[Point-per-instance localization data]
┌──

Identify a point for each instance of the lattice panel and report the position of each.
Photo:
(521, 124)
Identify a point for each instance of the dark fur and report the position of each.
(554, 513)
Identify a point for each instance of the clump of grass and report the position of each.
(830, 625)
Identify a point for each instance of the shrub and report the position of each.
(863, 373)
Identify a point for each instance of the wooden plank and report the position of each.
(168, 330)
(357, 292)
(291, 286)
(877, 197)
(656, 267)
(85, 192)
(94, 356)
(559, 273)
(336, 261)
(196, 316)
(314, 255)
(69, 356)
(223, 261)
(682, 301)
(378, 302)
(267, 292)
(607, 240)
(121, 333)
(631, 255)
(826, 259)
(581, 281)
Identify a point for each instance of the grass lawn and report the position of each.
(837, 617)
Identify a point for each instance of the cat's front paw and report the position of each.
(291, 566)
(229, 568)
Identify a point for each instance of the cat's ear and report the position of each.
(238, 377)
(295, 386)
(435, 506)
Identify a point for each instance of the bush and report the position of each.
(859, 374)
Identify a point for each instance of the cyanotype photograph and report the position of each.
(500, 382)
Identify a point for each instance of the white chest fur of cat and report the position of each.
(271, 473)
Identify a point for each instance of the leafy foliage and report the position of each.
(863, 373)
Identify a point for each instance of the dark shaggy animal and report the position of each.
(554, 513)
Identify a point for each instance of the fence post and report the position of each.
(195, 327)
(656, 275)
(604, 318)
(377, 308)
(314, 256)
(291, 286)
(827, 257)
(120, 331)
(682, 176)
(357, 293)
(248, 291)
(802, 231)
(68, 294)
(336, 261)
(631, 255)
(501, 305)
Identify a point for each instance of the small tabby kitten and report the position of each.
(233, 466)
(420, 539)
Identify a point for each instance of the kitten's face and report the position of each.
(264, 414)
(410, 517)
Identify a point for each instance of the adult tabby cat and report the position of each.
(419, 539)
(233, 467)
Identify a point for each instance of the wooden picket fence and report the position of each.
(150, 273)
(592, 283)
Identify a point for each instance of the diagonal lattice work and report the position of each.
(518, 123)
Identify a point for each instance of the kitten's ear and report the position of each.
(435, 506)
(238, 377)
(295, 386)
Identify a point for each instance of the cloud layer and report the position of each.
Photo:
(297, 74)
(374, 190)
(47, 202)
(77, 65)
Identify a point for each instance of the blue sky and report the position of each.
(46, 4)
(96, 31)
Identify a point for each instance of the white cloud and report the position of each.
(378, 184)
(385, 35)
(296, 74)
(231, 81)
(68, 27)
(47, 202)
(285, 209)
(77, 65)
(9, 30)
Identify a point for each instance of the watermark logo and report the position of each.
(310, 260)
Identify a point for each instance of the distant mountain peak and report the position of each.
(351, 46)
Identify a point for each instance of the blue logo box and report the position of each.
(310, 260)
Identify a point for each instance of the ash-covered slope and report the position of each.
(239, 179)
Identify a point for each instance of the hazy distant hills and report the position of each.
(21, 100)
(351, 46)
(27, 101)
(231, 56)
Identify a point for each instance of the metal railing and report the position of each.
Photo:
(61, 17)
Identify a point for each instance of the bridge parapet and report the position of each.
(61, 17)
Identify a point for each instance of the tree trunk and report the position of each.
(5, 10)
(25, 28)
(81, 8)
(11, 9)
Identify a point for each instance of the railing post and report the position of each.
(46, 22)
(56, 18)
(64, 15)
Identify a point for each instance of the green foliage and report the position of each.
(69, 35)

└──

**Requirement**
Write out each line exactly, as it is shown above.

**Exercise result**
Identify a point for each instance of the lattice panel and report the position of each.
Photo:
(521, 124)
Identify a point for each instance of the dark fur and report the position of each.
(554, 513)
Identify a point for each instance of the clump of grass and report the position of each.
(830, 625)
Identify a point for each instance of the shrub and report the position of each.
(863, 373)
Identify a point for each instance of the wooden plank and report the position of each.
(168, 330)
(357, 292)
(291, 286)
(877, 197)
(656, 267)
(85, 192)
(94, 356)
(559, 273)
(336, 261)
(196, 316)
(314, 255)
(69, 356)
(223, 261)
(682, 301)
(378, 302)
(267, 292)
(607, 240)
(121, 333)
(631, 255)
(826, 259)
(581, 281)
Identify a point for each instance of the grass lawn and report the position of each.
(837, 617)
Identify a point for each instance of the cat's front paw and report the position of each.
(291, 566)
(229, 568)
Identify a point for each instance of the cat's ear and report the position of each.
(238, 377)
(295, 386)
(435, 506)
Identify a point for each instance of the bush and report the position of each.
(859, 374)
Identify a point for each instance of the cyanotype photograph and report the position of each.
(500, 382)
Identify a point for each instance of the white chest fur of cat and report the position of each.
(271, 473)
Identify a point for each instance of the leafy foliage and report the position of each.
(863, 373)
Identify a point for each instance of the dark shaggy animal and report the position of each.
(554, 513)
Identify a point for each instance of the fence post and report the position of each.
(195, 327)
(656, 275)
(604, 318)
(377, 308)
(314, 256)
(291, 286)
(827, 257)
(120, 331)
(682, 176)
(357, 293)
(248, 291)
(802, 231)
(68, 294)
(336, 261)
(631, 255)
(501, 305)
Identify a point for each instance of the small tabby kitten and report the position of each.
(233, 466)
(420, 539)
Identify a point for each instance of the kitten's face and report the position of each.
(264, 414)
(410, 517)
Identify a point for each instance of the adult tabby cat and report the position of each.
(419, 539)
(233, 467)
Identify a point for each instance of the wooden picket fence and report the position of each.
(150, 273)
(592, 283)
Identify a point for each instance of the diagonal lattice work and report the position of each.
(518, 123)
Identify a point for each instance of the kitten's ear and report the position of each.
(435, 506)
(238, 377)
(295, 386)
Identify a point for each instance of the cloud layer and report the position of each.
Photo:
(297, 74)
(374, 190)
(47, 202)
(77, 65)
Identify a point for each instance of the blue sky and report the position of each.
(46, 4)
(96, 31)
Identify a point for each instance of the white cloud and report the position of each.
(378, 184)
(385, 35)
(296, 74)
(231, 81)
(68, 27)
(47, 202)
(285, 209)
(77, 65)
(9, 30)
Identify a point for each instance of the watermark logo and report the position of each.
(310, 260)
Identify a point for each instance of the distant mountain peak and report the position of each.
(351, 46)
Identify a point for each instance of the blue logo box and report the position of each.
(310, 260)
Identify a point for each instance of the ash-covered slope and report the position of each.
(239, 179)
Identify a point for each instance of the hazy distant hills and report the position of each.
(21, 100)
(351, 46)
(27, 101)
(231, 56)
Identify a point for each instance of the metal railing and report the position of each.
Photo:
(61, 17)
Identify a point for each instance of the bridge parapet and report the position of each.
(61, 17)
Identify a point for each instance of the tree trunk and report the position of each.
(5, 10)
(25, 28)
(81, 8)
(11, 9)
Identify a point for each instance of the railing post and report the position of each.
(46, 22)
(56, 18)
(64, 15)
Identify a point for each instance of the green foliage and report the position of each.
(69, 35)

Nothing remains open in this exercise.